> [BRIEF] Print every one of the following lines word for word, leaving out the pictures.
### LISTED ENTRIES ###
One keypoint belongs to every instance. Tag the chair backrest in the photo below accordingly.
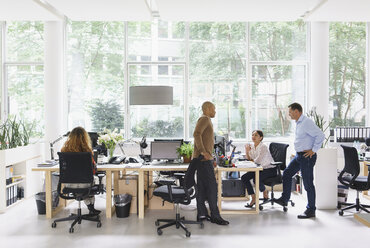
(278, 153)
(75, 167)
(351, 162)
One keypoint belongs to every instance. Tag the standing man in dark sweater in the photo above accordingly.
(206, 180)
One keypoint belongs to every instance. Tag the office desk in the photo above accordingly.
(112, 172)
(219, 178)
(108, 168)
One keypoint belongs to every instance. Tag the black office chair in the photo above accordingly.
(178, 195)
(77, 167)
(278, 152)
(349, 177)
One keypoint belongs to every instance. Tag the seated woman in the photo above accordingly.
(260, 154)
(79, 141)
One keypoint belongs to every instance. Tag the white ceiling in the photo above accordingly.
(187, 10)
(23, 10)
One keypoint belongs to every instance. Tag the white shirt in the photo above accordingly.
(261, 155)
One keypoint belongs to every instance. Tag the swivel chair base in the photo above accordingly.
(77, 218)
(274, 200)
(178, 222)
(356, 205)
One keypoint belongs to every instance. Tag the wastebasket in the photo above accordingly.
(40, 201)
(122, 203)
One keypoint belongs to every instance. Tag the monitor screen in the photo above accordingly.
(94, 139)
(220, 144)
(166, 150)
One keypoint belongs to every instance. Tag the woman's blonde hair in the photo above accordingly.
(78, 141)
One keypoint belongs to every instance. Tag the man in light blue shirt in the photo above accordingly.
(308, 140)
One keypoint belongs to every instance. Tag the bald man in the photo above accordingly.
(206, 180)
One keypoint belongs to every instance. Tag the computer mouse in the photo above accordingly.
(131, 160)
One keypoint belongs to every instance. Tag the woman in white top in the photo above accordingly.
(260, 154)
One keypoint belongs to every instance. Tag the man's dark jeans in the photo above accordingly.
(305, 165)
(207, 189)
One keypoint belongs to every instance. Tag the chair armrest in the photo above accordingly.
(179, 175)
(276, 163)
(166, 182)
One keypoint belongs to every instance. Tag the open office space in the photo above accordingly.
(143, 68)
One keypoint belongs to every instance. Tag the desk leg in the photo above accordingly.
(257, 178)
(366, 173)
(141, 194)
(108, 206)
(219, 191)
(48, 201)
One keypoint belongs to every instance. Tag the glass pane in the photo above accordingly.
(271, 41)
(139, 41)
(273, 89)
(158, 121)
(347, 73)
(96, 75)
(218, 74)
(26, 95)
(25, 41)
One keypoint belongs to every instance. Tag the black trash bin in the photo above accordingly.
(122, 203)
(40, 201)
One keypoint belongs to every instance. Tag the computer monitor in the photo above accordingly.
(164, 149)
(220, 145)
###
> [ANSWER IN FULL]
One keypoint belongs to every instance. Tag the chair backrest in the photo below accordingly.
(278, 153)
(75, 167)
(351, 162)
One keypoint belongs to every instance. Tag the standing man in dark sweater in the photo above accordingly.
(206, 180)
One keypoint belongs to every instance. Tag the office desk in the photo above accordingly.
(112, 172)
(219, 178)
(108, 168)
One keypoint belongs to every instance. Tag the black office chair in the photo above accordingly.
(178, 195)
(77, 167)
(278, 152)
(349, 177)
One keypoint belongs to every instance. Tag the seated woman in the photo above accordingly.
(260, 154)
(79, 141)
One keypoint belongs to every instance. Tag the white ceiling in the photo above accordingly.
(187, 10)
(23, 10)
One keypoint belongs to every instance. Tag the white shirt in the photo above accordingly.
(261, 155)
One keypoint belongs to every instance. Tag the swivel chair base in the photo above accordingly.
(77, 218)
(274, 200)
(178, 222)
(356, 205)
One keypoint belongs to every instance. Tag the wastebasket in the photo above accordingly.
(40, 201)
(122, 203)
One keypoint belongs to every instance. Tag the monitor screen in the photo above accordingly.
(94, 139)
(220, 144)
(166, 150)
One keypoint belongs to every instance. Tag the woman's blonde hair in the photo above accordingly.
(78, 141)
One keypoint belongs to every instance. Tag the man in light blue shirt in the photo above accordingly.
(308, 140)
One keypoint belongs to every instance. Tag the bald man in the photo above accordingly.
(206, 180)
One keypoint belongs to every instance. Tag the computer mouse in the photo above accordingly.
(131, 160)
One keypoint belongs to every instance. Tag the woman in white top in the photo above accordingly.
(260, 154)
One keypoint belongs to every instance. Tag the man's dark jeans in the photo above accordingly.
(305, 165)
(207, 189)
One keypoint belongs to every instance. Tag the chair armrest in the photo above accordingly.
(179, 175)
(276, 163)
(166, 182)
One keypoint belongs to every instance. Tag the open office space in the photo above accordingly.
(143, 68)
One keypoint belongs to every instance. Tag the desk leg in the photo above accordingly.
(257, 178)
(366, 173)
(141, 194)
(108, 206)
(219, 191)
(48, 201)
One keypoint belongs to every instance. Tag the glass pane in the photo above accordingly.
(271, 41)
(139, 41)
(273, 89)
(158, 121)
(347, 73)
(96, 75)
(218, 74)
(26, 95)
(25, 41)
One keypoint belongs to every instance. Tag the black trash bin in the photo above accordingly.
(122, 203)
(40, 201)
One keypoint belongs to every instance. Tag the computer monitor in the photo above accordingly.
(164, 149)
(220, 145)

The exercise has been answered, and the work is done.